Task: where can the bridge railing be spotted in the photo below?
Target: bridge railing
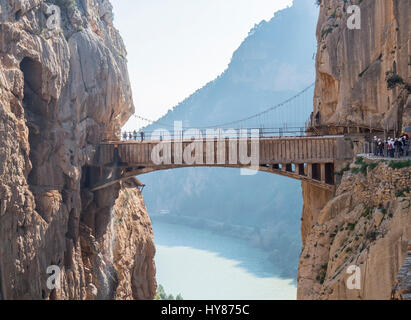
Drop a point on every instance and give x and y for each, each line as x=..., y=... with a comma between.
x=165, y=135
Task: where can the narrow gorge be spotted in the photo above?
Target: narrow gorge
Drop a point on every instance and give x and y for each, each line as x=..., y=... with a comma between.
x=64, y=90
x=60, y=91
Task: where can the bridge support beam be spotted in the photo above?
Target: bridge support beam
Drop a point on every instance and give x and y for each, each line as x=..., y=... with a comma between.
x=322, y=169
x=300, y=168
x=310, y=170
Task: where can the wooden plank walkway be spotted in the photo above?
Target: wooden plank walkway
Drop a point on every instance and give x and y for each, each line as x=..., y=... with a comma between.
x=309, y=159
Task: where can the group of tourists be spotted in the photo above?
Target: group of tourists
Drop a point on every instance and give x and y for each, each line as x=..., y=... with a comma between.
x=133, y=135
x=393, y=148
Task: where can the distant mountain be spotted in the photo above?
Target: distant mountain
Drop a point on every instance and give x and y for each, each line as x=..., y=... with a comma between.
x=273, y=63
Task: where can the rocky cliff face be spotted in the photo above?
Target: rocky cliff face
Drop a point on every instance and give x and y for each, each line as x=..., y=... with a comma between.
x=352, y=65
x=61, y=90
x=367, y=223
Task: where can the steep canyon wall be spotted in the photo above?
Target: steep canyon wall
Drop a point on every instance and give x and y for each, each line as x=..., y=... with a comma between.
x=367, y=223
x=60, y=91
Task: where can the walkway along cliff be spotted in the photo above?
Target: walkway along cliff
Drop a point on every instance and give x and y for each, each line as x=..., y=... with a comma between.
x=58, y=89
x=363, y=81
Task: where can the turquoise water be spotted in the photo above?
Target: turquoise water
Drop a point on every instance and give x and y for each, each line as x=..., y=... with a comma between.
x=201, y=266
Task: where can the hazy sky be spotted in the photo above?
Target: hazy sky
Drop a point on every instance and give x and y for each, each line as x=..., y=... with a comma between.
x=176, y=46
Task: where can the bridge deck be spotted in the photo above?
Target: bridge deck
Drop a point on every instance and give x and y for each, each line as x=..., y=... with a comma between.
x=271, y=151
x=308, y=159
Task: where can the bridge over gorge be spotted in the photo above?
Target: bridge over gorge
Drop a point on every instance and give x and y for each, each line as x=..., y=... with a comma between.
x=293, y=152
x=310, y=159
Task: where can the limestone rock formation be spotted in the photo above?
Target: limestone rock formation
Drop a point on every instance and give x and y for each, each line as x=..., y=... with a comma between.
x=61, y=91
x=353, y=65
x=363, y=80
x=367, y=225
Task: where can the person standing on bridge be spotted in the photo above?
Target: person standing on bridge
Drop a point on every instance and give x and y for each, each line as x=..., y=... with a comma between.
x=405, y=141
x=375, y=144
x=380, y=148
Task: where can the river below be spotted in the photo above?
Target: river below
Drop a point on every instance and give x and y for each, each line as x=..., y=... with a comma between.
x=202, y=265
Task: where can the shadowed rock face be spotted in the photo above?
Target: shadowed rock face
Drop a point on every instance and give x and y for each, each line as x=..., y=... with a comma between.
x=367, y=223
x=351, y=87
x=60, y=90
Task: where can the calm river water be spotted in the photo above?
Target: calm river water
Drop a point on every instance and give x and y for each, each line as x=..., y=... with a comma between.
x=202, y=265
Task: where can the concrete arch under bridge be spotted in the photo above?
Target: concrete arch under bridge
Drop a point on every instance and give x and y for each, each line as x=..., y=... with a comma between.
x=310, y=159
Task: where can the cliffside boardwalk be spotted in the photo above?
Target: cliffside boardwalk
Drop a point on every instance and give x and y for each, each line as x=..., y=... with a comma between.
x=284, y=150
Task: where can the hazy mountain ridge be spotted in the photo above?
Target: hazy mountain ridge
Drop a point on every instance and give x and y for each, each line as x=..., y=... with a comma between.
x=266, y=69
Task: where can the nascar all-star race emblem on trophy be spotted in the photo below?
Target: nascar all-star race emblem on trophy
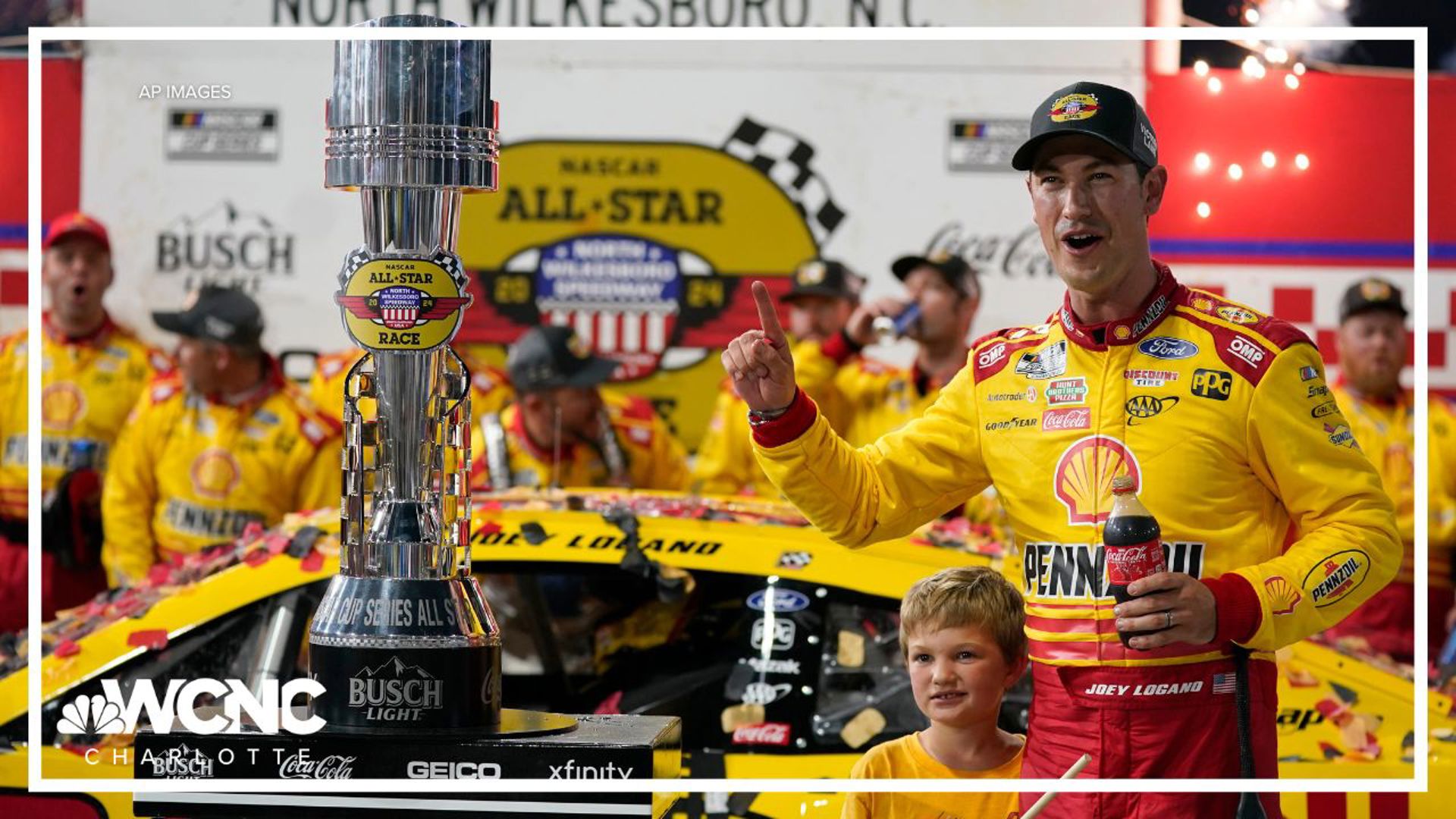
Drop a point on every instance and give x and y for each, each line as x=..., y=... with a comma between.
x=403, y=640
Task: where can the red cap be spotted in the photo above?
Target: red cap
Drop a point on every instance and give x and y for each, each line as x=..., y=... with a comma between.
x=73, y=223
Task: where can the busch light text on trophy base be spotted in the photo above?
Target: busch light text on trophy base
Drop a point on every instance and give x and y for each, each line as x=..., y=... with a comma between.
x=403, y=640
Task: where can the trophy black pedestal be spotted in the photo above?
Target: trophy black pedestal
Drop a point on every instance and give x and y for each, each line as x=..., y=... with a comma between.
x=618, y=746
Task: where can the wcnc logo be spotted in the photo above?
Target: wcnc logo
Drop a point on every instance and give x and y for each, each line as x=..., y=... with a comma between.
x=114, y=713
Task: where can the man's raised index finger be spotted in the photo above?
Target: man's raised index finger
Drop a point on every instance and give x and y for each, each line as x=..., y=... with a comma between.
x=767, y=315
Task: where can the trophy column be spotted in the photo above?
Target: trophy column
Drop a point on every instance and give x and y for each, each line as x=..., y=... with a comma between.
x=403, y=640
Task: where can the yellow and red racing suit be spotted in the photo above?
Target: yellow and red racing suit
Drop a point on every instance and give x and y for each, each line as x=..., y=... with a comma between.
x=190, y=469
x=88, y=387
x=1206, y=404
x=1385, y=430
x=637, y=450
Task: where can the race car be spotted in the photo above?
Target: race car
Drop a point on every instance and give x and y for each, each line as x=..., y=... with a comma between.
x=648, y=604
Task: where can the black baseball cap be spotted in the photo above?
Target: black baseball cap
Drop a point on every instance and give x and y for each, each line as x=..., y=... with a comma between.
x=951, y=267
x=216, y=314
x=824, y=278
x=545, y=357
x=1097, y=110
x=1370, y=295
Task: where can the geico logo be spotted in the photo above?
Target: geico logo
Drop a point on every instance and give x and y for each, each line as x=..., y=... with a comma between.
x=421, y=770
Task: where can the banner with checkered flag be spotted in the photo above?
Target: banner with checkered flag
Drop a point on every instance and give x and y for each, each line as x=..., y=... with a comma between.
x=785, y=158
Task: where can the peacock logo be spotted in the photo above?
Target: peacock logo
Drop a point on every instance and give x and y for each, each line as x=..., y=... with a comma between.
x=91, y=716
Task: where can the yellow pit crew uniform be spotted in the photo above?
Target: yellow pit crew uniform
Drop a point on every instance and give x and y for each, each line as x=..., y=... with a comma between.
x=1204, y=404
x=1385, y=431
x=637, y=452
x=190, y=469
x=88, y=387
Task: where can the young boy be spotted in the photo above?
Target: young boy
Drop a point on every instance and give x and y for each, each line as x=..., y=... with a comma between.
x=963, y=635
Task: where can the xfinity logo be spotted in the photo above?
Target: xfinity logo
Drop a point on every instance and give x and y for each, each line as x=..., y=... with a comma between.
x=114, y=713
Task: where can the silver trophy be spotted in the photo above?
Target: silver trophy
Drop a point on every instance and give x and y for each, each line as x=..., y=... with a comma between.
x=403, y=640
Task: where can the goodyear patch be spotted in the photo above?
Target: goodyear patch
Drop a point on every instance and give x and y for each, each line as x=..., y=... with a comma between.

*****

## Work task
Excluding the images, copy all of the material above verbatim.

## Task solution
Task: where can the bridge railing be spotted in the photo below?
Target: bridge railing
Drop a point on every instance and give x and y for each, each line as x=..., y=... with a comma between.
x=165, y=135
Task: where can the narrow gorge be spotted in the photo above?
Target: narrow gorge
Drop a point on every instance and give x and y for each, each line as x=..., y=... with a comma between.
x=64, y=90
x=60, y=91
Task: where can the bridge support beam be spotted in the photo above?
Target: bridge support beam
Drop a point on every instance and give x and y for each, each line as x=..., y=... with a comma between.
x=322, y=169
x=300, y=168
x=310, y=170
Task: where can the wooden plank walkway be spotted in the photo above?
Target: wooden plank walkway
Drop a point on every instance and give x and y for each, each line as x=..., y=... with a comma between.
x=309, y=159
Task: where can the group of tourists be spotted in the photo above?
Target: group of tourists
Drop a point on every instance and give x and y for each, each line as x=..., y=... with a comma between.
x=133, y=135
x=393, y=148
Task: where can the distant mountain be spotted in the photo above?
Target: distant mountain
Drop a point on every instance and give x and y for each, each line as x=..., y=... with a comma between.
x=273, y=63
Task: where can the rocky cliff face be spotted in the photo above?
Target: rocky cliff face
Drop a point on every instance and give x and y for each, each line as x=..., y=... with a comma between.
x=352, y=65
x=61, y=90
x=367, y=223
Task: where can the steep canyon wall be spotted in the photo above?
Target: steep canyon wall
Drop a point on every instance and give x and y for each, each line as x=..., y=... with a comma between.
x=367, y=223
x=60, y=91
Task: where can the walkway along cliff be spotted in the photo above?
Target: walkway along cliff
Drop a point on every instance and give x and y for each, each line as x=..., y=... with a comma between.
x=58, y=89
x=363, y=81
Task: where can the turquoise water be spotted in the photo above?
Target: turquoise water
Drop a point on every instance and give x and y for each, each line as x=..., y=... with a comma between.
x=201, y=266
Task: where can the hazy sky be spotted in the photo above?
Target: hazy sky
Drop a point on every instance and give x and y for each, each line as x=..., y=... with a comma between.
x=176, y=46
Task: where can the bridge deck be spotted in the photo above?
Target: bridge deck
Drop a point on every instance and give x and y for each, each line as x=..., y=... with a comma between.
x=271, y=151
x=308, y=159
Task: where can the bridge over gorge be spotted in the photo above?
Target: bridge over gorge
Drop a point on every instance and give x and y for each, each line as x=..., y=... with a comma between.
x=293, y=152
x=310, y=159
Task: where can the limestone rock formation be spotted in the photo above?
Target: limestone rock formation
Drop a point on every instance and give x and y for each, each line as x=..., y=... with a comma between.
x=61, y=91
x=353, y=65
x=363, y=80
x=367, y=225
Task: where can the person standing on bridge be spotted in the photo above?
Target: person standing on bridge
Drop a point on every instance and give x and y for each, each line as x=..., y=... with a comma between.
x=405, y=141
x=375, y=144
x=380, y=148
Task: where can the river below be spotted in the photo above?
Target: river below
Drop a point on every instance and give x and y for each, each line as x=..., y=... with a comma between.
x=202, y=265
Task: where can the shadowed rock face be spotted in the photo above?
Target: shadowed rock face
Drop a point on every instance and give x and y for each, each line as x=..., y=... with a comma between.
x=367, y=223
x=351, y=87
x=60, y=90
Task: where can the calm river water be spotted in the photo above?
Target: calm river water
Drop a point on every instance and give x and y for each, each line as x=..., y=... with a comma between.
x=202, y=265
Task: where can the concrete arch under bridge be spotted in the photo above?
Target: concrete arch under bridge
Drop a point on every instance and give x and y for each, each line as x=..., y=... with a comma between.
x=310, y=159
Task: where can the cliffside boardwalk be spotted in the photo above?
Target: cliffside boardwalk
Drop a point on every instance and give x and y for each, each line as x=..., y=... with a comma between.
x=284, y=150
Task: where can the hazy mountain ridge be spotted in the photo above?
Target: hazy mountain ridge
Drop a point on every instance and give x and y for each, each line as x=..., y=... with a comma between.
x=266, y=69
Task: where can the nascar all-star race emblem on trophy be spotted in the photo below?
Target: nascar all-star race emblem on trophy
Drop a point on every instance and give x and y for each, each line as x=..., y=... with a comma between.
x=403, y=640
Task: where can the red cap be spotted in the photo above?
Target: red cap
Drop a point on every instance and give x and y for each, each line as x=..., y=... with a comma between.
x=73, y=223
Task: where can the busch light text on trophy base be spotted in the photo above?
Target: busch light text on trophy base
Drop a point on every instance and give x and y for each, each line as x=..., y=... with a comma between.
x=403, y=640
Task: where can the trophy black pedestal be spotted in the photo above?
Target: trophy black pedestal
Drop a point on every instance and give x and y for each, each line as x=..., y=... with a comma between.
x=618, y=746
Task: where can the wcnc logo be spotted in the photo above?
Target: wcnc logo
Drop a point on every instance and give x and y for each, each line as x=..., y=... with a comma between.
x=114, y=713
Task: where can the man's raised index finger be spotted in the photo above?
Target: man's raised index finger
Drop a point on every instance and give x and y for each, each line as x=..., y=... with a comma between.
x=767, y=315
Task: where can the trophy column be spotted in the photo above?
Target: trophy column
Drop a point on every instance and give x and y for each, each line as x=..., y=... with a comma between.
x=403, y=640
Task: where can the yellow and red racing suit be spotted in the photo above?
Target: yellow and red racing suit
Drop a point on every instance and give x and y for each, each line as x=..., y=... with a comma between.
x=190, y=469
x=88, y=387
x=1206, y=404
x=1385, y=430
x=637, y=450
Task: where can the race car be spotted in the photo above?
Target: race car
Drop a point on every instance and give x and y for each, each line as x=..., y=... with a comma between.
x=648, y=604
Task: where can the black baseball cap be spotted in the photo above?
Target: black baseball cap
Drop a point on every instance and give x and y for each, each line as x=..., y=... with a comma between.
x=951, y=267
x=216, y=314
x=824, y=278
x=545, y=357
x=1097, y=110
x=1370, y=295
Task: where can the geico logo be spotted in the photo above?
Target: geico logo
Drop a point on every instance and give x and y for each, each line as x=..., y=... with a comma between.
x=421, y=770
Task: where can the banner with checkered flag be spotted in the photo above?
Target: banner with checkered flag
Drop a point on every instance and give x and y for each, each line as x=..., y=... with a comma between.
x=785, y=158
Task: where can the peacock logo be spotted in the photo above?
Target: peacock logo
Drop a point on every instance and give x and y for each, each line as x=..., y=... with a comma between.
x=91, y=716
Task: where can the yellow pit crew uniform be spotted in the photo above?
Target: yellow pit crew uniform
Drop a point on every instance and give x and y for each, each line as x=..., y=... with a comma between.
x=1204, y=404
x=1385, y=431
x=637, y=452
x=190, y=469
x=88, y=387
Task: where can the young boy be spotted in the photo above?
Target: young boy
Drop a point on every instance and give x and y for each, each line as x=..., y=... with a comma between.
x=963, y=635
Task: where can the xfinity logo be spotted in the photo above?
Target: xfinity logo
Drop a point on every instance and give x and y for each, each line as x=..., y=... with a comma between.
x=114, y=713
Task: where can the silver trophy be spotted in the photo above?
Target: silver trophy
Drop a point on every instance and give x and y for each, each line as x=..., y=... with a comma between.
x=403, y=640
Task: where can the goodyear patch be spotted in the photo above?
Target: goodyear patch
Drop a point on every instance and give x and y for each, each line as x=..., y=... with a comma between.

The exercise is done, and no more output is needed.